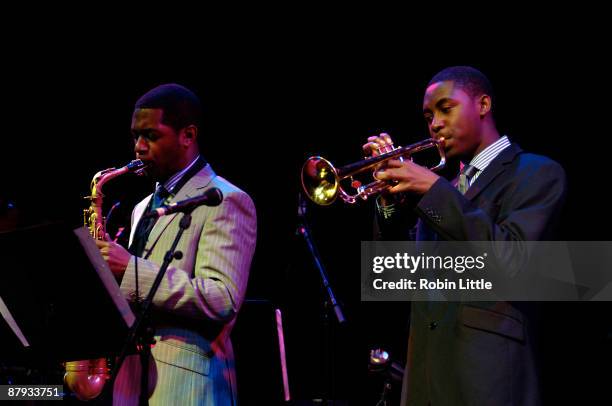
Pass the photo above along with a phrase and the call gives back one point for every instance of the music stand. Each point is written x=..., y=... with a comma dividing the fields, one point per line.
x=61, y=294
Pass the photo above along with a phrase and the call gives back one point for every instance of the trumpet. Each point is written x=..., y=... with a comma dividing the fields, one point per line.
x=321, y=181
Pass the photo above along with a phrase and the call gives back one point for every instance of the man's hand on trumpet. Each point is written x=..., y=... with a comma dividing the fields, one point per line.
x=406, y=176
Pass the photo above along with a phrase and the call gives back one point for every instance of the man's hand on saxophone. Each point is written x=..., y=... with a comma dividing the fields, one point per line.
x=115, y=255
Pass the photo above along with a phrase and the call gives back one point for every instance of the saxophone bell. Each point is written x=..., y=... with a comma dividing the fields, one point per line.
x=86, y=378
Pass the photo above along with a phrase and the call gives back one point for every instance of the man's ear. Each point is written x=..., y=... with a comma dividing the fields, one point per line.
x=484, y=105
x=190, y=135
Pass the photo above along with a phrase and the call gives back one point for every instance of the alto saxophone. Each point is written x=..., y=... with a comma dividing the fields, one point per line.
x=86, y=378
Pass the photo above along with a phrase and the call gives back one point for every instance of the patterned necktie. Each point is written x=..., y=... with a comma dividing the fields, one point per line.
x=159, y=197
x=146, y=224
x=464, y=178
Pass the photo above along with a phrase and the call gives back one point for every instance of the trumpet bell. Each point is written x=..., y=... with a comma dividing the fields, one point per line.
x=320, y=181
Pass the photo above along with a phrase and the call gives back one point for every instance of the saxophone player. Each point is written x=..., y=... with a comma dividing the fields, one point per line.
x=197, y=302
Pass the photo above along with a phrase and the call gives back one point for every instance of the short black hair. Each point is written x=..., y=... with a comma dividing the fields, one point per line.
x=470, y=79
x=181, y=107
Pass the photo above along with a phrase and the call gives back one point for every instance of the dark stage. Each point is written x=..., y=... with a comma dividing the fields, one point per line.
x=267, y=108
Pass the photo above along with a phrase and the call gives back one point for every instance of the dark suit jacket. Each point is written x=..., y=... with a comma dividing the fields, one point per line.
x=479, y=353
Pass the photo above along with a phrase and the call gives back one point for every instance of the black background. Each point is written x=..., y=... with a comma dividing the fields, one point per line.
x=278, y=93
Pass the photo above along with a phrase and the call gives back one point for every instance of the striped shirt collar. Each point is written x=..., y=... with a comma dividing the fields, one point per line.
x=174, y=179
x=484, y=158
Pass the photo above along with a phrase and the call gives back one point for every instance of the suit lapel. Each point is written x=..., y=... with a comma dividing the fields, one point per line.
x=191, y=189
x=496, y=167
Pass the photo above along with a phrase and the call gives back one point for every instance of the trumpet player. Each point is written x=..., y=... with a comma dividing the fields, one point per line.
x=202, y=291
x=477, y=353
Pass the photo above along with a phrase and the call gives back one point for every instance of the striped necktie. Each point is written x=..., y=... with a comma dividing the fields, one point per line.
x=464, y=178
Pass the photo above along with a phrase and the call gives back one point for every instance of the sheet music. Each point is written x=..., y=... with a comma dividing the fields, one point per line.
x=4, y=311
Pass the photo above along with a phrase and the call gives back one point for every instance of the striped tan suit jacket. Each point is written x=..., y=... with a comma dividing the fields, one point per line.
x=196, y=304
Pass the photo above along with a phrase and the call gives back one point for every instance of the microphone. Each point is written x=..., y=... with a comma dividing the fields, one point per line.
x=212, y=197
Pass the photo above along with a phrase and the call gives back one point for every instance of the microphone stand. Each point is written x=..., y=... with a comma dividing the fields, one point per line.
x=141, y=333
x=303, y=230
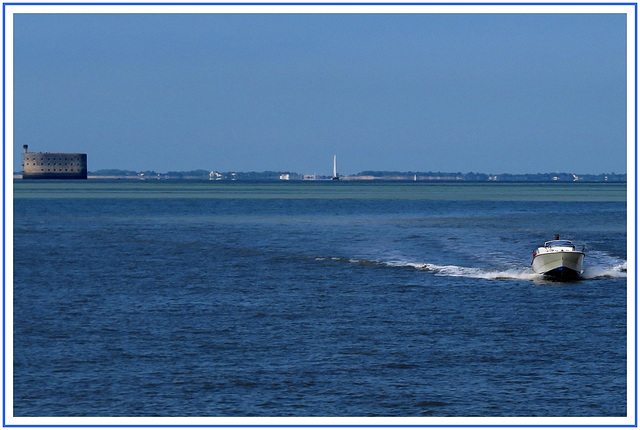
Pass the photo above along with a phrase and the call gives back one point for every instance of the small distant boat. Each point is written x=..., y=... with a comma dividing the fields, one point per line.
x=558, y=259
x=335, y=176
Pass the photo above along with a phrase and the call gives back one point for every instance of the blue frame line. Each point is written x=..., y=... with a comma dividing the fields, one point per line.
x=4, y=185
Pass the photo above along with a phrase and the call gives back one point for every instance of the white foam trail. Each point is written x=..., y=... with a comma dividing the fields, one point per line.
x=602, y=271
x=472, y=272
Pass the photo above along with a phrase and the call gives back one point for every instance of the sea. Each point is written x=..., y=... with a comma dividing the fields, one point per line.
x=316, y=299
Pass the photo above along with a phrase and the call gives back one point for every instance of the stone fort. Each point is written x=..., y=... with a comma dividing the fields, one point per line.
x=53, y=165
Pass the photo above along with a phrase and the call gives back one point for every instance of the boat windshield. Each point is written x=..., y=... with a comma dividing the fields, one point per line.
x=559, y=243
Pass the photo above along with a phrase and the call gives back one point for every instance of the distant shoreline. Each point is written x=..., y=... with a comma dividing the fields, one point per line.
x=368, y=176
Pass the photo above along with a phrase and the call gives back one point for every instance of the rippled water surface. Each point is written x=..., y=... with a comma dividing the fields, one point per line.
x=315, y=299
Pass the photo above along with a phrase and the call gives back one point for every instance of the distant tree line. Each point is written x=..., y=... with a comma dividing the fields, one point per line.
x=371, y=174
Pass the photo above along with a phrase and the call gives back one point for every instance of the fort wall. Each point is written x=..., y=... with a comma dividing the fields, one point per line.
x=53, y=165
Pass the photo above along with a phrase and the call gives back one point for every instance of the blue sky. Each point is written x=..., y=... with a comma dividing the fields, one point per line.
x=492, y=93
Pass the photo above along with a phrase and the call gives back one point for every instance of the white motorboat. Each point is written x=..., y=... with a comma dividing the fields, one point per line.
x=559, y=259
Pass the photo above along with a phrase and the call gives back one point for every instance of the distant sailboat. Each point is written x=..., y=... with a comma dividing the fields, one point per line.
x=335, y=169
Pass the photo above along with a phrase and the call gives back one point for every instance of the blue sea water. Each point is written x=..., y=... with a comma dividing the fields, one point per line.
x=315, y=299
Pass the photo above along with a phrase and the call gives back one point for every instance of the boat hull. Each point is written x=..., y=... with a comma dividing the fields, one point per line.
x=559, y=264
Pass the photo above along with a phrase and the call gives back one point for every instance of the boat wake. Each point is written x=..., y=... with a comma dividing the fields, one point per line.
x=618, y=270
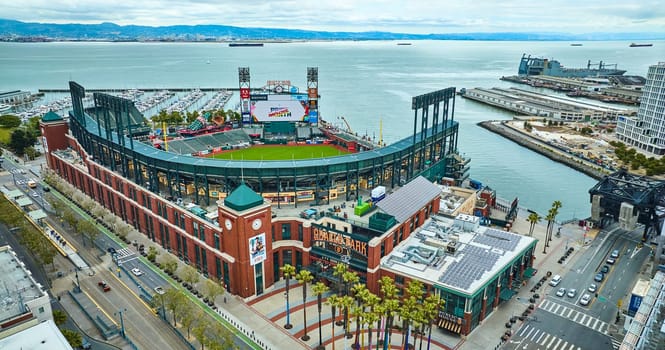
····················
**ASSIGNMENT**. Reproduce the material exactly. Pictures stay out.

**OUTPUT FOR THIS TASK**.
Pass the photo above along with a phrase and the call gives back one point for every instance of the music stand. Each point is written x=..., y=... with a comma dividing the fields, one point per line.
x=61, y=294
Pass the photo above along with a phrase and the call gives back one point for every instance of the trumpet. Each point is written x=..., y=... with a comma dividing the fields, one point per line.
x=321, y=181
Pass the photo above along with a phrase and the call gives back one point for every instance of the man's hand on trumpet. Each point is written x=..., y=... with a comma dividing the fields, one point per line.
x=406, y=176
Pass the photo above along with a phrase and the call gives back one point for every instance of the man's hand on saxophone. Each point is written x=..., y=... with a comma dividing the fields, one point per line.
x=115, y=255
Pass the photo above along with a phrase and the call gives back one point for every instance of the saxophone bell. Each point is written x=..., y=... with a comma dividing the fields, one point per line.
x=86, y=378
Pass the photo above along with a phrase and the call gives back one point for every instance of the man's ear. Each point is written x=..., y=... with a comma dividing the fields, one point per line.
x=484, y=105
x=190, y=135
Pass the photo above along with a phrase and the call gives back one point for every instance of the alto saxophone. Each point is written x=..., y=... with a comma dividing the fields, one point per line.
x=86, y=378
Pass the photo above along with a phrase and the call gives back one point for every instance of the patterned necktie. Each point is written x=..., y=... with a comma dividing the fields, one point per line.
x=159, y=197
x=146, y=224
x=464, y=178
Pass the photo above along with a phrase and the call gives back one point for every instance of the trumpet bell. Each point is written x=..., y=... with a comma dividing the fields, one point per line.
x=320, y=181
Pass the photo above along with a phrase and the call gives back one point for every instance of the saxophone player. Each point is written x=..., y=... with a comma dividing the fields, one point per line.
x=197, y=302
Pass the photo above along with a phrase and the call gives back one point for every instance of the short black hair. Each point is written x=..., y=... with a comma dividing the fields, one point per line.
x=470, y=79
x=181, y=107
Pass the photo above along with a phrase and the call gives back one point for every instance of the dark stage. Each point is written x=..., y=... with a comma dividing the fields, one point per line.
x=267, y=108
Pass the photo above along with a phrase and the call gives back one point for every instance of the dark suit jacket. Each point is written x=..., y=... with a comma dividing the fields, one point per line.
x=479, y=353
Pass the photo above along with a phrase and the call gives back one point for every instance of the black background. Each point is written x=..., y=... with a comma dividing the fields, one point per line.
x=278, y=93
Pass the photo above along with a phrase and the call gives back one point for every instance of the striped shirt collar. Each point is written x=..., y=... with a comma dividing the fields, one point per line.
x=174, y=179
x=484, y=158
Pass the photo above along with a phrase and the call gives back one point for every instance of the suit lapel. Each point is written x=..., y=... with a comma dividing the fields, one point per line.
x=191, y=189
x=496, y=167
Pass the photo above along with a phrase and the call gives back one point for every instance of the trumpet player. Each point is written x=..., y=... with a comma dividing the fields, one point per line.
x=202, y=291
x=477, y=353
Pass the photo above along with a phrase and the call gives back one point for every instance of the striped necktie. Each point is written x=..., y=... with a comma dividing the fields, one point per line.
x=464, y=178
Pass the photo above along with a phrase and the call gives back one point for every instance of the sheet music. Each point is written x=..., y=... with a comma dividing the fields, one point per line.
x=4, y=311
Pass the photo above along with a phrase and the call gives back one point for every instance of the striped tan suit jacket. Each point is written x=..., y=... with a comma dividing the fields, one point per line.
x=196, y=304
Pass the photo above along with a phrase and the call gives back one point for every instance of the microphone. Each point is written x=..., y=... with a comma dividing the fields, one point per line.
x=212, y=197
Pass the photo above along with a phrase and the call gives back one point for every instance of the microphone stand. Each point is written x=..., y=... with a comma dividing the fields, one point per line.
x=141, y=333
x=303, y=230
Pass the photo above along with a phrase and the call gives back one point for every instance of the small distant boat. Each point is written x=..., y=... with a comma dividing the fields, one point per line.
x=558, y=259
x=335, y=176
Pass the photo above along with a phrase and the call gives back one point for every instance of the blue frame line. Each point is written x=..., y=... with a comma dividing the fields, one point per line.
x=4, y=185
Pass the photo above along with a phrase and the call gives back one point for every instance of the white foam trail. Each point is written x=..., y=... with a comma dividing the fields, one point per line.
x=602, y=271
x=472, y=272
Pass the photo above along with a phrase and the call gives back one point for every instance of the sea. Each point is written x=..., y=... with a comma dividing the fields, one point per line.
x=316, y=299
Pass the photo above along with a phrase and the call gives back one point for every instance of the stone fort. Each point is written x=..., y=... with a comma dividing the fields, one point per line.
x=53, y=165
Pass the photo above along with a phrase and the call gives back one point for every instance of the boat windshield. Each point is written x=..., y=... with a comma dividing the fields, one point per line.
x=559, y=243
Pass the photo above along with a phrase and the call gives back one point for every instance of the distant shoreline. Each point is written x=..., y=... with a comma dividing the fields, one point per line.
x=368, y=176
Pass the photo above along with a phrase and the call gives back one point for every instance of the rippled water surface. Each point is written x=..., y=... with a comma dividing the fields, one point per line.
x=315, y=299
Pass the photo above along with a phrase and the call gives back one point for every instance of the distant tree line. Each point is written x=..., y=... with a comma dividing the fields, one point per line.
x=371, y=174
Pass the photo above along with a phrase and the call gives back one point for every instance of the fort wall. Each point is written x=..., y=... with a comma dividing the fields, one point per line.
x=53, y=165
Pass the photo above along with a phrase and the call gives back one point for every instance of the blue sky. Each point is written x=..., y=... with a comma dividing the fields, one point per line.
x=492, y=93
Pass the photo above along with a phrase and the call gives back one point for every instance of the white motorboat. Each point is written x=..., y=... with a comma dividing the fields, one point per line.
x=559, y=259
Pass the photo above along with a phrase and the call gives back one point for every instance of the distant sailboat. Each point is written x=..., y=... with a comma dividing the fields, one point per line.
x=335, y=169
Pass the photo above along with a phrase and the call gives back one point for every instance of the blue sea water. Each point is written x=..., y=... with a comma dividing the fields, one point per line.
x=315, y=299
Pass the photo above along with a phrase and the call gives back one point for every instance of the boat hull. Each point is written x=..., y=... with a comma dividing the fields, one point per line.
x=559, y=264
Pass the photo above along with a phrase and the call gives back one point for every instance of the boat wake. Each point is written x=..., y=... with a comma dividing the fields, one point per line.
x=618, y=270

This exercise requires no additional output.